> [WHAT THE TASK REQUIRES]: Using the records that follow, copy every line containing the word "lettuce".

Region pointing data

++++++++

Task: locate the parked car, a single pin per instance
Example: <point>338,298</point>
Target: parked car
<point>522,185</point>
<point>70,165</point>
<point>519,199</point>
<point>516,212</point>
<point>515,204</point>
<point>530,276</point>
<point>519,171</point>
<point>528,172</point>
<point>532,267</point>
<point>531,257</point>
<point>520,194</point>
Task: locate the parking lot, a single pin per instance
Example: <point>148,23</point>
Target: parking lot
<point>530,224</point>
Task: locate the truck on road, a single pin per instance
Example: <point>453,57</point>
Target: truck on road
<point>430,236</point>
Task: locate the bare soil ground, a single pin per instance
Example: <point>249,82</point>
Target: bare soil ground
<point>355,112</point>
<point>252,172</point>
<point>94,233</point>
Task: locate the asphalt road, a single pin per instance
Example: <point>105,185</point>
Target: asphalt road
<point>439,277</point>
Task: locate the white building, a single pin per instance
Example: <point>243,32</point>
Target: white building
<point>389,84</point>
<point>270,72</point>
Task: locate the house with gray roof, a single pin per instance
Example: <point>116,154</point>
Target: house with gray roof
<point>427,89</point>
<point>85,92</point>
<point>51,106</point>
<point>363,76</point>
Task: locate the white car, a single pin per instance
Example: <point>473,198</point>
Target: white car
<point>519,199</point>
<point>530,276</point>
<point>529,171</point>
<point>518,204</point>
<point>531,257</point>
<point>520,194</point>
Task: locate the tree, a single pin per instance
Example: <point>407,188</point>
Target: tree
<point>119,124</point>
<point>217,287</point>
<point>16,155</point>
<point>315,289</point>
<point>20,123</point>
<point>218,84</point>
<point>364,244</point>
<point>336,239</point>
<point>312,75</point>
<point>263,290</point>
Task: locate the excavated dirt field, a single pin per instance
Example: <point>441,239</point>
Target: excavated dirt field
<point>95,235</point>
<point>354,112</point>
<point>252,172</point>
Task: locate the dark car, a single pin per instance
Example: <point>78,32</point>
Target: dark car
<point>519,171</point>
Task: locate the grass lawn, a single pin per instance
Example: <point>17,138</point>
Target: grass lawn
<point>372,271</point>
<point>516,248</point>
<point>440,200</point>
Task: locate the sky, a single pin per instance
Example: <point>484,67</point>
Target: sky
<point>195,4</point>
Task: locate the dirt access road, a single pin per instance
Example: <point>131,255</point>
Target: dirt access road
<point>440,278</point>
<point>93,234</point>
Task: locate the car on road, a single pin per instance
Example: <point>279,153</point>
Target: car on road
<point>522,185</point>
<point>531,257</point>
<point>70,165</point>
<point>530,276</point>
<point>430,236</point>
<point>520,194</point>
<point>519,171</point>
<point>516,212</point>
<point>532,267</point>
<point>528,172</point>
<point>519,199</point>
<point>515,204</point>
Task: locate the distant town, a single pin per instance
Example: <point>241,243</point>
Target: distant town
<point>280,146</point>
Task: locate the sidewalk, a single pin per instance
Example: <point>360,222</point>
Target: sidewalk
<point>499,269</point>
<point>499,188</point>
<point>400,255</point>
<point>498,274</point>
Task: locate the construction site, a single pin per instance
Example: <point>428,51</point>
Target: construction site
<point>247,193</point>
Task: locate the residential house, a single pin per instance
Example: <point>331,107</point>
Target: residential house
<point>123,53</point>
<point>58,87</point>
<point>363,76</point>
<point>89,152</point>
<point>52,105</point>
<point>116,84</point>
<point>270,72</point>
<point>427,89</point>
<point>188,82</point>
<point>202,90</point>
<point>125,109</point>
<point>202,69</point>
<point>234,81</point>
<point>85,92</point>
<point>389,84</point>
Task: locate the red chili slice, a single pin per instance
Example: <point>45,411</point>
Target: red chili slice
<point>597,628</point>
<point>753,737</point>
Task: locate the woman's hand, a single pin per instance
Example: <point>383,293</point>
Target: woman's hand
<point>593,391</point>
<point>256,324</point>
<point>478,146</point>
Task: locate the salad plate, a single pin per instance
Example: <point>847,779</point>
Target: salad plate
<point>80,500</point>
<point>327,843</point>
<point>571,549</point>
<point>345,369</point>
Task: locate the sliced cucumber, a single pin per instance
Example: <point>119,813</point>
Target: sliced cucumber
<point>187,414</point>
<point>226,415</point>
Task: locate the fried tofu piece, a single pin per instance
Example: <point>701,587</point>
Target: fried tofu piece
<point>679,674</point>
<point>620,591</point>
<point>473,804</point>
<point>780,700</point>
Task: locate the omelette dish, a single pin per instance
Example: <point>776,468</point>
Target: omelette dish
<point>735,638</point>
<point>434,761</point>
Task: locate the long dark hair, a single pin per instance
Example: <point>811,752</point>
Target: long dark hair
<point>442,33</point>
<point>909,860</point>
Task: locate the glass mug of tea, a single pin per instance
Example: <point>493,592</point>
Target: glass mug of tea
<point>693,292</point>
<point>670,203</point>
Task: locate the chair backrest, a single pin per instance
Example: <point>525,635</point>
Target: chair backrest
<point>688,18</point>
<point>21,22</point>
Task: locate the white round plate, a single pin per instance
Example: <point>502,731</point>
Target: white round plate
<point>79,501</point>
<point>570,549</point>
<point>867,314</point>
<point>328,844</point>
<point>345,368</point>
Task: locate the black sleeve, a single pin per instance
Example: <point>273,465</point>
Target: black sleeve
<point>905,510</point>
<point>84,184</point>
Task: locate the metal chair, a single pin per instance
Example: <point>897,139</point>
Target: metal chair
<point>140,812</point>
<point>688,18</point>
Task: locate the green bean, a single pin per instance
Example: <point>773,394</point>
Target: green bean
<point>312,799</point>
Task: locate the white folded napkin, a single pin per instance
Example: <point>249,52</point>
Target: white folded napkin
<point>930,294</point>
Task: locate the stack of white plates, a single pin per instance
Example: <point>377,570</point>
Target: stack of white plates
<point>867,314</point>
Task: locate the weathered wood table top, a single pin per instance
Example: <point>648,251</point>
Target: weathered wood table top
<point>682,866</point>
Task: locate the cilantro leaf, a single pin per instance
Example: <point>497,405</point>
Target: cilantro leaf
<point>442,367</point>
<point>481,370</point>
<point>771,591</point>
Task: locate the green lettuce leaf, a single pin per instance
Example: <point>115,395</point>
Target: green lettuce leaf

++++++++

> [RESPONSE]:
Task: locate the green lettuce leaf, a single pin per instance
Target: green lettuce leaf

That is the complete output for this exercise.